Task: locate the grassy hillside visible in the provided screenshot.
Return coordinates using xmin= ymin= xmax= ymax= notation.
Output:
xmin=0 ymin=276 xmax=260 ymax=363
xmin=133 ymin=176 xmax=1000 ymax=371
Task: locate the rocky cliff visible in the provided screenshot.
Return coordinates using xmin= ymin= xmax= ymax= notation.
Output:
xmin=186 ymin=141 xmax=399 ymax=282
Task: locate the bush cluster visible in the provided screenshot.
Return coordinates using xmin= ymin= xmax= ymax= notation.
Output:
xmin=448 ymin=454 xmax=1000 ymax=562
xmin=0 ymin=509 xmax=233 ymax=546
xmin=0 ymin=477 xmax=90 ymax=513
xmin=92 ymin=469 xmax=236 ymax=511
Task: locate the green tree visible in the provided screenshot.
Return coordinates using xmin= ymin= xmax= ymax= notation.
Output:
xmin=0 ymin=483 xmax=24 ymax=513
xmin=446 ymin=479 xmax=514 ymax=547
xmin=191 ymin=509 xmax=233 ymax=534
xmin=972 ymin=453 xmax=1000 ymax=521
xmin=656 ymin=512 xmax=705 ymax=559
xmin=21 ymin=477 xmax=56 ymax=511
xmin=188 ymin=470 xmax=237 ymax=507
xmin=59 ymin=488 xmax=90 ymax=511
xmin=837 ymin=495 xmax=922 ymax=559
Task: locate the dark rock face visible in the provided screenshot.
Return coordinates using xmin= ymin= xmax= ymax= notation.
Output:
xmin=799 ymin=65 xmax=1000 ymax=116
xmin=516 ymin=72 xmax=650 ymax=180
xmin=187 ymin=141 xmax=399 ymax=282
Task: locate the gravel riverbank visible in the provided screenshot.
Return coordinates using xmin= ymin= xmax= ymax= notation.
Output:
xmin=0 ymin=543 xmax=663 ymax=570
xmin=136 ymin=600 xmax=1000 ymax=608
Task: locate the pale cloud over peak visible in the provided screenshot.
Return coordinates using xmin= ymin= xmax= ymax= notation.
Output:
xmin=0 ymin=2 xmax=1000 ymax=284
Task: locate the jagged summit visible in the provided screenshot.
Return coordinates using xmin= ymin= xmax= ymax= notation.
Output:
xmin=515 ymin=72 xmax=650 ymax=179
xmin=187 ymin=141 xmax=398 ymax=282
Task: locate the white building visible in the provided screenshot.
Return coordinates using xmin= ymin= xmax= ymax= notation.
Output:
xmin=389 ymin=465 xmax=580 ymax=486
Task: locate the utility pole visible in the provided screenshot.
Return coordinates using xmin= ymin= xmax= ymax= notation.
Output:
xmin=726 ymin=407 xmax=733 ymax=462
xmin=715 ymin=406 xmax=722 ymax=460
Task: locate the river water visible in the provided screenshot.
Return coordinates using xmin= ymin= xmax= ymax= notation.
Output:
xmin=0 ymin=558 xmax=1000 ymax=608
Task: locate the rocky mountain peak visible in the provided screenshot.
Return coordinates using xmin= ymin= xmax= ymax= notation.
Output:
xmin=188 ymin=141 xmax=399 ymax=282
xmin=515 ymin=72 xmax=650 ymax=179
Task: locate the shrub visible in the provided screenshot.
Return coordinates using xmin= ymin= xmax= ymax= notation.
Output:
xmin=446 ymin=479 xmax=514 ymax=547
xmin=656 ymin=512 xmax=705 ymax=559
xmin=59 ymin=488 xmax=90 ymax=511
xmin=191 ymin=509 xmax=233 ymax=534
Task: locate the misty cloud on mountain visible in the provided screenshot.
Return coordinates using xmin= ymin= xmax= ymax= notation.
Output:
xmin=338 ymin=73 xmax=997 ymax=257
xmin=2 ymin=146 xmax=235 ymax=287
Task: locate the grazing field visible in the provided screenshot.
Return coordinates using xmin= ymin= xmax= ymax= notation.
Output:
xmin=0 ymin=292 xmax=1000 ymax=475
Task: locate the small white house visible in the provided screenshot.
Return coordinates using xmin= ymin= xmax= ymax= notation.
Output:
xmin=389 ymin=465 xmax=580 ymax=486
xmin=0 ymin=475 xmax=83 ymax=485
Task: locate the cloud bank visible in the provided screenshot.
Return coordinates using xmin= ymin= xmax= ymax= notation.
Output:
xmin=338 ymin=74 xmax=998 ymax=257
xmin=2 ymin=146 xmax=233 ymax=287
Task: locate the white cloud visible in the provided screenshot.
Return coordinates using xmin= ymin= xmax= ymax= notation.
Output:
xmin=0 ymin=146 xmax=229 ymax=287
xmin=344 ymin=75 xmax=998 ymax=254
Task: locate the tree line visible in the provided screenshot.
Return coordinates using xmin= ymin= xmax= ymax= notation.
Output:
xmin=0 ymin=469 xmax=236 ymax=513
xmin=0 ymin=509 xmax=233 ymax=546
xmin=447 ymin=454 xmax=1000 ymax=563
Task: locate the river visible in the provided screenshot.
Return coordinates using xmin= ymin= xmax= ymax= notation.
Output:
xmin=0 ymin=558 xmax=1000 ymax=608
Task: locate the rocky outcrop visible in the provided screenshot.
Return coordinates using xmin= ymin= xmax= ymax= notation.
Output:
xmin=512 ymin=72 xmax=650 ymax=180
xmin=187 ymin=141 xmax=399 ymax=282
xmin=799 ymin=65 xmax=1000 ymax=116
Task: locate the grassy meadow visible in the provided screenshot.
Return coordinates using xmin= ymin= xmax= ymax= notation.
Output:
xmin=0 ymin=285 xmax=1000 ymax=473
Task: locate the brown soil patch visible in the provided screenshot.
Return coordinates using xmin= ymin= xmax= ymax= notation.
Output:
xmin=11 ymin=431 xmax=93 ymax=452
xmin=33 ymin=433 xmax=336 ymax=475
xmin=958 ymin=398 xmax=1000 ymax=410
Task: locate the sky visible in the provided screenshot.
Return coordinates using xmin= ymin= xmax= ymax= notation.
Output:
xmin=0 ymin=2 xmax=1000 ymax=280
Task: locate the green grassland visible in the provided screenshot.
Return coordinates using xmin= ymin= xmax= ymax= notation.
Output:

▶ **The exercise**
Convert every line of the listing above into a JSON list of strings, one string per line, leaving out any blank lines.

▶ **Task result**
[
  "Task: locate the grassy hillside visible in the provided screenshot.",
  "Return coordinates using xmin= ymin= xmax= ymax= notation.",
  "Output:",
  "xmin=0 ymin=276 xmax=260 ymax=363",
  "xmin=133 ymin=176 xmax=1000 ymax=371",
  "Task: locate the rocky cliff visible in the provided screenshot.",
  "Return coordinates using xmin= ymin= xmax= ymax= notation.",
  "Output:",
  "xmin=186 ymin=141 xmax=399 ymax=282",
  "Task: locate the bush cluster visible in the provided screenshot.",
  "Return coordinates using xmin= ymin= xmax= ymax= notation.",
  "Output:",
  "xmin=448 ymin=454 xmax=1000 ymax=562",
  "xmin=0 ymin=509 xmax=233 ymax=546",
  "xmin=0 ymin=477 xmax=90 ymax=513",
  "xmin=92 ymin=469 xmax=236 ymax=511",
  "Task: locate the green tree visible in the provided screenshot.",
  "Return coordinates using xmin= ymin= xmax= ymax= notation.",
  "Output:",
  "xmin=0 ymin=483 xmax=24 ymax=513",
  "xmin=446 ymin=479 xmax=514 ymax=547",
  "xmin=191 ymin=509 xmax=233 ymax=534",
  "xmin=972 ymin=453 xmax=1000 ymax=521",
  "xmin=656 ymin=512 xmax=705 ymax=559",
  "xmin=21 ymin=477 xmax=56 ymax=511",
  "xmin=188 ymin=470 xmax=237 ymax=507",
  "xmin=59 ymin=488 xmax=90 ymax=511",
  "xmin=837 ymin=495 xmax=922 ymax=559",
  "Task: locate the dark rock face visible in the provided screenshot.",
  "Return coordinates using xmin= ymin= xmax= ymax= notation.",
  "Output:",
  "xmin=799 ymin=65 xmax=1000 ymax=116",
  "xmin=516 ymin=72 xmax=650 ymax=180",
  "xmin=187 ymin=141 xmax=399 ymax=282",
  "Task: locate the gravel riverbank visible in the provided screenshot.",
  "Return coordinates using xmin= ymin= xmax= ymax= notation.",
  "Output:",
  "xmin=0 ymin=543 xmax=663 ymax=570",
  "xmin=136 ymin=600 xmax=1000 ymax=608",
  "Task: locate the pale cloud over peak visible in the provided screenshot.",
  "Return coordinates using xmin= ymin= xmax= ymax= notation.",
  "Output:",
  "xmin=0 ymin=2 xmax=1000 ymax=284",
  "Task: locate the jagged summit visible in the provided screenshot.",
  "Return coordinates using xmin= ymin= xmax= ymax= notation.",
  "Output:",
  "xmin=515 ymin=72 xmax=650 ymax=179",
  "xmin=187 ymin=141 xmax=398 ymax=282",
  "Task: locate the white building visible in the provided screenshot.",
  "Return coordinates using xmin= ymin= xmax= ymax= notation.",
  "Output:",
  "xmin=389 ymin=465 xmax=580 ymax=486",
  "Task: locate the utility pole visible in the provided screenshot.",
  "Return coordinates using xmin= ymin= xmax= ymax= notation.",
  "Output:",
  "xmin=726 ymin=407 xmax=733 ymax=462",
  "xmin=715 ymin=406 xmax=722 ymax=460",
  "Task: locate the river water visible in the provided screenshot.",
  "Return coordinates using xmin= ymin= xmax= ymax= notation.",
  "Output:",
  "xmin=0 ymin=558 xmax=1000 ymax=608",
  "Task: locate the rocky mountain peak visible in the provided screenshot.",
  "Return coordinates using xmin= ymin= xmax= ymax= notation.",
  "Output:",
  "xmin=188 ymin=141 xmax=399 ymax=282",
  "xmin=515 ymin=72 xmax=650 ymax=179",
  "Task: locate the shrub visible in the provided screenshot.",
  "Return coordinates using xmin= ymin= xmax= ymax= notation.",
  "Output:",
  "xmin=446 ymin=479 xmax=514 ymax=547",
  "xmin=656 ymin=512 xmax=705 ymax=559",
  "xmin=59 ymin=488 xmax=90 ymax=511",
  "xmin=191 ymin=509 xmax=233 ymax=534",
  "Task: locate the misty cloud on mountain visible in the provided screenshot.",
  "Return coordinates using xmin= ymin= xmax= ymax= notation.",
  "Output:",
  "xmin=338 ymin=73 xmax=997 ymax=257",
  "xmin=2 ymin=146 xmax=235 ymax=287",
  "Task: locate the grazing field visible in the provided screenshot.",
  "Return coordinates using xmin= ymin= xmax= ymax= notation.",
  "Output:",
  "xmin=0 ymin=292 xmax=1000 ymax=475",
  "Task: locate the small white house visible in the provided screenshot.",
  "Return coordinates using xmin= ymin= xmax= ymax= notation.",
  "Output:",
  "xmin=389 ymin=465 xmax=580 ymax=486",
  "xmin=0 ymin=475 xmax=83 ymax=485",
  "Task: locate the cloud bank visible in the provided screenshot.",
  "Return coordinates using xmin= ymin= xmax= ymax= notation.",
  "Output:",
  "xmin=338 ymin=74 xmax=998 ymax=257",
  "xmin=2 ymin=146 xmax=233 ymax=287",
  "Task: locate the white cloud visible in the provided screenshot.",
  "Return coordinates using xmin= ymin= xmax= ymax= notation.",
  "Output:",
  "xmin=0 ymin=146 xmax=229 ymax=287",
  "xmin=344 ymin=75 xmax=998 ymax=254",
  "Task: locate the tree line visible in the provided screenshot.",
  "Return coordinates using xmin= ymin= xmax= ymax= notation.",
  "Output:",
  "xmin=0 ymin=469 xmax=236 ymax=513",
  "xmin=0 ymin=509 xmax=233 ymax=546",
  "xmin=447 ymin=454 xmax=1000 ymax=563",
  "Task: locate the river visible in the provided screenshot.",
  "Return coordinates using xmin= ymin= xmax= ymax= notation.",
  "Output:",
  "xmin=0 ymin=558 xmax=1000 ymax=608",
  "Task: locate the rocky outcrop visible in the provided screenshot.",
  "Return coordinates using xmin= ymin= xmax= ymax= notation.",
  "Output:",
  "xmin=512 ymin=72 xmax=650 ymax=180",
  "xmin=187 ymin=141 xmax=399 ymax=282",
  "xmin=799 ymin=65 xmax=1000 ymax=116",
  "Task: locate the grassy meadow visible in the provided screenshot.",
  "Return coordinates using xmin= ymin= xmax= ymax= notation.",
  "Output:",
  "xmin=0 ymin=285 xmax=1000 ymax=473",
  "Task: locate the brown soil patch visible in the provided screenshot.",
  "Return coordinates using xmin= ymin= xmax= ymax= notation.",
  "Output:",
  "xmin=11 ymin=431 xmax=93 ymax=452",
  "xmin=33 ymin=433 xmax=336 ymax=475",
  "xmin=958 ymin=398 xmax=1000 ymax=410",
  "Task: locate the sky visible in the provided screenshot.",
  "Return coordinates using xmin= ymin= xmax= ymax= notation.",
  "Output:",
  "xmin=0 ymin=2 xmax=1000 ymax=280",
  "Task: locate the green grassland visible in the provided screenshot.",
  "Return coordinates using xmin= ymin= xmax= ymax= notation.",
  "Output:"
]